• O QUE SE PEDE
1. No texto sobre sucesso e poder, o que o servo repetia em latim atrás do general durante o triunfo?
2. Dê continuidade ao texto sobre sucesso e poder a partir da última frase apresentada.

• PÁGINA
Raciocínio análogo se aplica para os feitos e conquistas de atletas, empresários, reitores e políticos. A diferença se encontra no meio pelo qual obtiveram sucesso e reconhecimento, porém o medo torturante de perderem os salamaleques e bajulações é o mesmo para todos, pois a ritualística ou liturgia que distinguem os bem-sucedidos (os americanos dizem “os vencedores”) em cada ambiente profissional reafirma permanentemente seu prestígio face aos demais e delimita as posições sociais, seja no espaço de trabalho ou na sociedade. Por conclusão, fica claro que o declínio do sucesso e do reconhecimento significa perda de poder.

Um amigo observou que cada vez mais me refugio na sabedoria dos textos antigos! É verdade, pois fico cada vez mais convicto de que o Mundo da Antiguidade Greco-Romana até o fim da Idade Moderna na Inglaterra especulou e descobriu tudo sobre a complexidade do espírito humano, não sobre a natureza humana, com a qual forma um par místico e provavelmente inexplicável (a natureza humana é estudada nas últimas décadas pela neurociência biológica buscando entender a relação mente/cérebro/cognição).

Com efeito, como exemplo de aplicação da filosofia estoica, que predominava no mundo romano antes do cristianismo, os generais que eram premiados com triunfos, uma recompensa por suas vitórias à frente das legiões de Roma, e consistiam num desfile seguido pelas tropas nas ruas da cidade até a sede do senado, tinham atrás de si um servo que durante a parada repetia constantemente em latim “memento mori”, que quer dizer, “lembre-se, você é mortal”! O objetivo do principio estoico era recordar a realidade fugaz do sucesso num momento de êxtase efusivo, no qual o espírito do general pudesse se perder em fantasias de poder megalômanas, o que talvez estimulasse sonhos de conquista para além dos desejados e definidos pela organização política romana. Vejam, portanto, que na Antiguidade os filósofos da época já haviam identificado o perigo para si e para os outros que um ego distorcido por uma autoimagem enganosa poderia acarretar, hoje não é diferente.

• MATERIAL FORNECIDO
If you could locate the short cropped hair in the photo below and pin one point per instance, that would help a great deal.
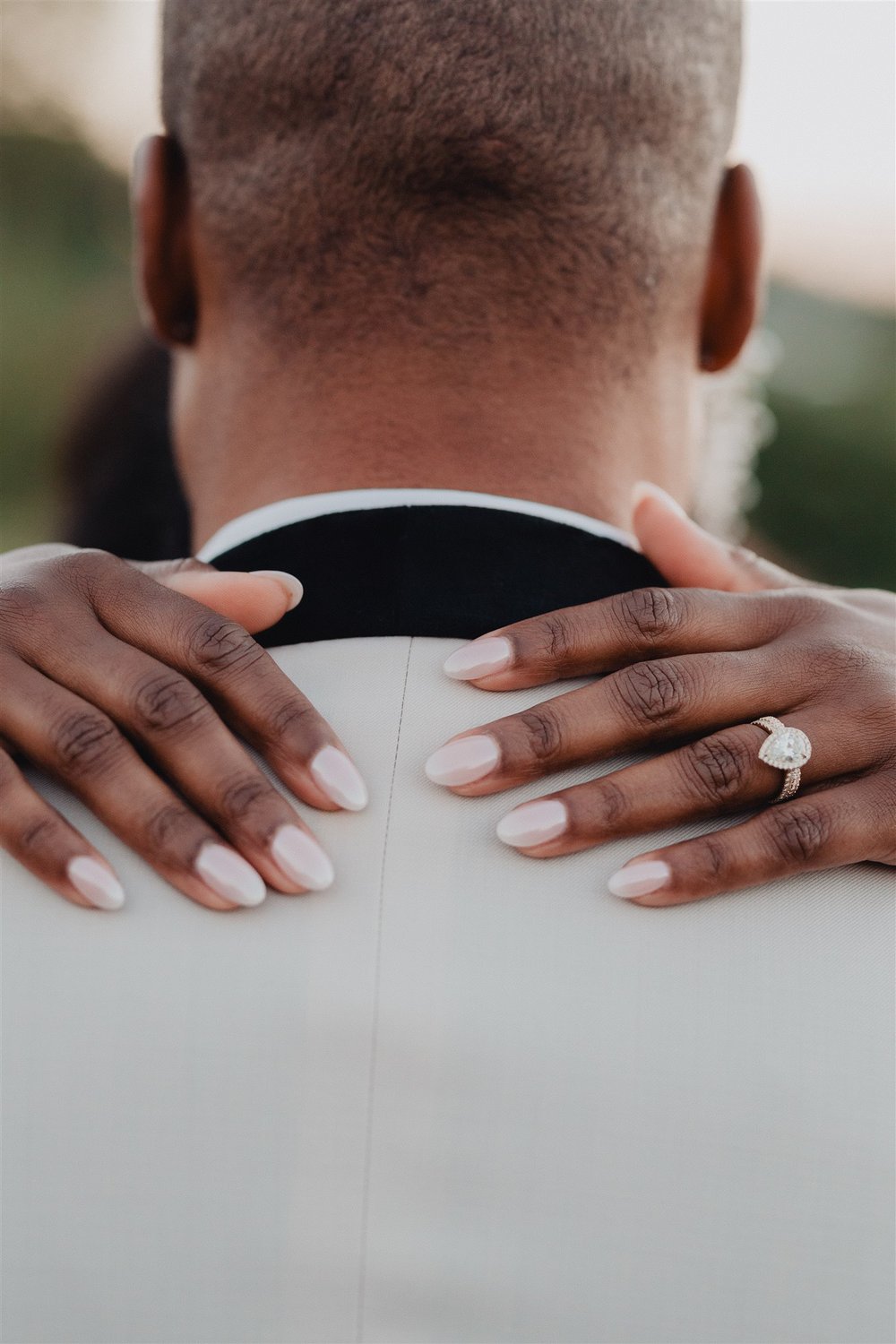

• RESULTADOS ESPERADOS
1. Ele repetia "memento mori", que quer dizer "lembre-se, você é mortal".

2.
No mundo do futebol os exemplos são abundantes de atletas que ao ficarem mesmerizados (obcecados) pela imagem projetada de si que o sucesso repentino possibilita entram em decadência com pouco tempo de carreira e deixam de ser o que poderiam ter sido (olhem o “menino Neymar”, o “imperador Adriano” e Alexandre Pato).

No meio empresarial a ganância pelo dinheiro fácil, evitando a árdua competição no mercado, estimulou grandes construtoras brasileiras a fazerem de tudo para se tornarem “amigas do Rei”, o que na prática significou uma relação promiscua entre empresas e políticos no comando de governos cevadas por gordas propinas compensadas pelas vitórias nas licitações públicas direcionadas. Eike Batista, JBS e a família Odebrecht, deuses da era petista, na qual suas empresas eram chamadas “campeãs nacionais” e recebiam financiamento fácil do governo federal, tiveram suas vidas, íntimas e públicas, expostas a execração e ao escárnio da sociedade. Fico a imaginar: será que em nenhum instante, no ápice do sucesso e do poder corrompidos, estes indivíduos não pararam para pensar que tudo poderia acabar rapidamente?! Acho que não: a certeza da impunidade e a vaidade de “achar quem eles achavam que eram”, acima de todos os demais cidadãos de uma sociedade, não lhes permitia esta conjectura.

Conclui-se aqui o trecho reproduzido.